Your goal — Rewrite the material below as a Markdown table with the columns Row and Content, giving each line its own numbered row. Start at the line that contains "Return one point per instance of the cyclist, each", end at the last line of the material, and leave out blank lines.

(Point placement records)
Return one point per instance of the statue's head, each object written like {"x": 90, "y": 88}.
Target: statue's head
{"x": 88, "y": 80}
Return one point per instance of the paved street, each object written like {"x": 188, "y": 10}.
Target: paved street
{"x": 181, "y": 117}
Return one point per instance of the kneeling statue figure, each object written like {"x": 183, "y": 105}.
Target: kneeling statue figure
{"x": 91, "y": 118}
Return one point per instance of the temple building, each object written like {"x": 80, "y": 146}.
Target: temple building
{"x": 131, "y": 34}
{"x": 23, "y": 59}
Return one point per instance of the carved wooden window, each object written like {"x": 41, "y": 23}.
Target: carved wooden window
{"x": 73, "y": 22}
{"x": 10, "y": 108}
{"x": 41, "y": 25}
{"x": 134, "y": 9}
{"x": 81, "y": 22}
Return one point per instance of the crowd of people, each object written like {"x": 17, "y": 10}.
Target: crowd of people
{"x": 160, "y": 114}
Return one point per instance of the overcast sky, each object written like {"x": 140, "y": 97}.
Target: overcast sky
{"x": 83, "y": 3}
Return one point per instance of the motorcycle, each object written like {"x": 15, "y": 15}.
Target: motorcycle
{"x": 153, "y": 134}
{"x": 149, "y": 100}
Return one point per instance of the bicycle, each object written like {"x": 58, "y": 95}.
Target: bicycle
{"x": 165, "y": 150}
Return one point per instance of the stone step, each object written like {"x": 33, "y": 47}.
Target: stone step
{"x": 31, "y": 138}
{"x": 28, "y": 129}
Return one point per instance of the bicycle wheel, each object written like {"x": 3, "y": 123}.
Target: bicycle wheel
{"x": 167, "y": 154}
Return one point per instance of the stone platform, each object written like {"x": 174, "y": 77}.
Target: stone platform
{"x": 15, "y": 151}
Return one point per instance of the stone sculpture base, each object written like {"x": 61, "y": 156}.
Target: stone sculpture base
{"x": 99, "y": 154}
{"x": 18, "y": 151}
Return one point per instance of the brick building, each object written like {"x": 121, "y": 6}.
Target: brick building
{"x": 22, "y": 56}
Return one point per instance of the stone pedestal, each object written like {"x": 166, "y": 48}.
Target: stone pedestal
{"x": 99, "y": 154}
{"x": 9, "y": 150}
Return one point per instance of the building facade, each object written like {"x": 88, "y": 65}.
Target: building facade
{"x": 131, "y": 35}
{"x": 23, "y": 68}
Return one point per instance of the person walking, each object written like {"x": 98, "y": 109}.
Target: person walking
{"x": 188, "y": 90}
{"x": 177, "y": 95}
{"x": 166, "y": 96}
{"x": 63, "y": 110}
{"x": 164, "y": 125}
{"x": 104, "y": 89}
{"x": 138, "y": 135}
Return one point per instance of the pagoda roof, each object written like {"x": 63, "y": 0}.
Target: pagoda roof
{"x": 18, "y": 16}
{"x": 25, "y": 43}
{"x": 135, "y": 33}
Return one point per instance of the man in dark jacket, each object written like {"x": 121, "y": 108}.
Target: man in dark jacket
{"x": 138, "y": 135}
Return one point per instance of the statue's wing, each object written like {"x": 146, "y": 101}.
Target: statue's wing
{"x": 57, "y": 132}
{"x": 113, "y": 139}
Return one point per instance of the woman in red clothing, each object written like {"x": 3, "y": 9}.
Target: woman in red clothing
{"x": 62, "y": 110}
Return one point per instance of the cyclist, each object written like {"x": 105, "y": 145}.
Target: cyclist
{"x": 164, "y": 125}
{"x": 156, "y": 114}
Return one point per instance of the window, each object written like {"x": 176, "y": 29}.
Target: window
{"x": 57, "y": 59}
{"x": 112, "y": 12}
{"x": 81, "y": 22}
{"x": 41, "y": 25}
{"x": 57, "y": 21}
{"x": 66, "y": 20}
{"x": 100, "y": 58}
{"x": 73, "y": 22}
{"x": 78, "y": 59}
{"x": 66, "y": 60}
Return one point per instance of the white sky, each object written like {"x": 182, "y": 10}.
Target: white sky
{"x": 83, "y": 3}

Result —
| Row | Content |
|---|---|
| 1 | Return one point per instance of the cyclist, each object written like {"x": 105, "y": 145}. |
| 2 | Target: cyclist |
| 3 | {"x": 164, "y": 125} |
| 4 | {"x": 156, "y": 114} |
| 5 | Return one point per instance of the window, each object written like {"x": 176, "y": 29}. |
| 6 | Target: window |
| 7 | {"x": 57, "y": 59} |
| 8 | {"x": 112, "y": 12} |
| 9 | {"x": 81, "y": 22} |
| 10 | {"x": 41, "y": 25} |
| 11 | {"x": 57, "y": 21} |
| 12 | {"x": 66, "y": 20} |
| 13 | {"x": 100, "y": 58} |
| 14 | {"x": 73, "y": 22} |
| 15 | {"x": 78, "y": 59} |
| 16 | {"x": 66, "y": 60} |
| 17 | Return one point per instance of the white sky, each object written like {"x": 182, "y": 10}. |
| 18 | Target: white sky |
| 19 | {"x": 83, "y": 3} |